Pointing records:
_ _ _ _ _
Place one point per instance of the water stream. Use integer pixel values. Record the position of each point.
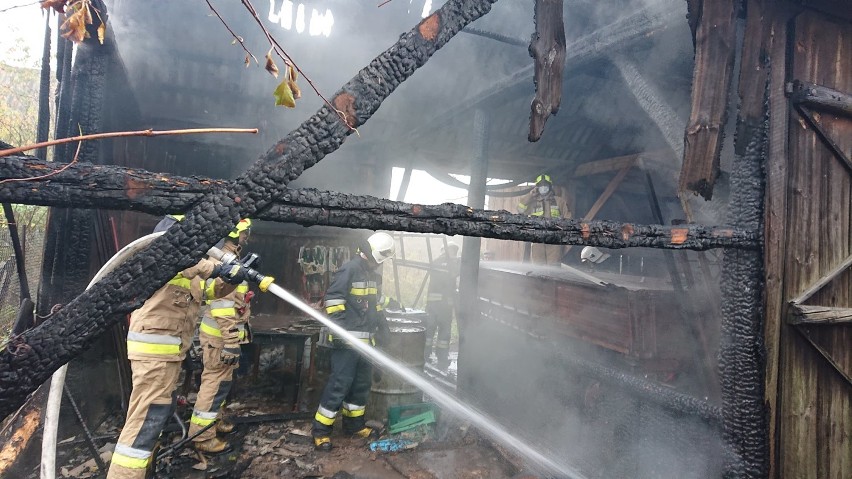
(449, 403)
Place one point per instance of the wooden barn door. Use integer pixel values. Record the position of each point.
(815, 370)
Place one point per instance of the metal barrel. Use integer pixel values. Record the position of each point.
(406, 343)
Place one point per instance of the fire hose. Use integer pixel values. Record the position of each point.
(485, 424)
(57, 381)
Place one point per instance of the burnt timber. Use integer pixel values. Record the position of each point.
(784, 407)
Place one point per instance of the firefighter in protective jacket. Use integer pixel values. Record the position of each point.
(223, 328)
(545, 201)
(352, 301)
(160, 334)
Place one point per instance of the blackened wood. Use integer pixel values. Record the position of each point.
(70, 331)
(66, 268)
(101, 186)
(711, 81)
(548, 49)
(806, 314)
(763, 51)
(822, 98)
(742, 359)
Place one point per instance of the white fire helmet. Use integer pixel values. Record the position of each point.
(381, 246)
(590, 254)
(452, 250)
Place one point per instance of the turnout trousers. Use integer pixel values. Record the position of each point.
(216, 380)
(152, 403)
(346, 392)
(439, 318)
_ _ _ _ _
Task objective: Repeat only the stretch of lines starting at the one containing "Place one point per instance of the wooden" and running to the final line of the entries above.

Response:
Place one point per instance of the wooden barn door. Use integer pixel values. Record the position of each point.
(815, 370)
Place one point per instance of the metal barrel. Use integer pixel values. Record the position of each point.
(406, 343)
Place one point per instance of the fire hose. Use integer pixel values. Record the position of each point.
(485, 424)
(57, 381)
Place one point per instance of the burnt timber. Use integer pixel values. Record the position of each point.
(784, 407)
Place one point per instance of the firefighter in protective jacket. Use integer pixel values. Record the position of each point.
(223, 328)
(545, 201)
(352, 301)
(160, 334)
Place one point per instance of the blackened wood. Use integer pixel values. Record the position of each point.
(70, 331)
(66, 268)
(101, 186)
(711, 81)
(548, 49)
(806, 314)
(763, 51)
(822, 98)
(742, 359)
Place one point per instance of the white fire helmet. Use integer pixel values. Record the position of each point.
(381, 246)
(590, 254)
(452, 250)
Place one point per instance of the turnout trousers. Use integer pixel values. Record the position of each point.
(216, 380)
(152, 403)
(346, 392)
(439, 318)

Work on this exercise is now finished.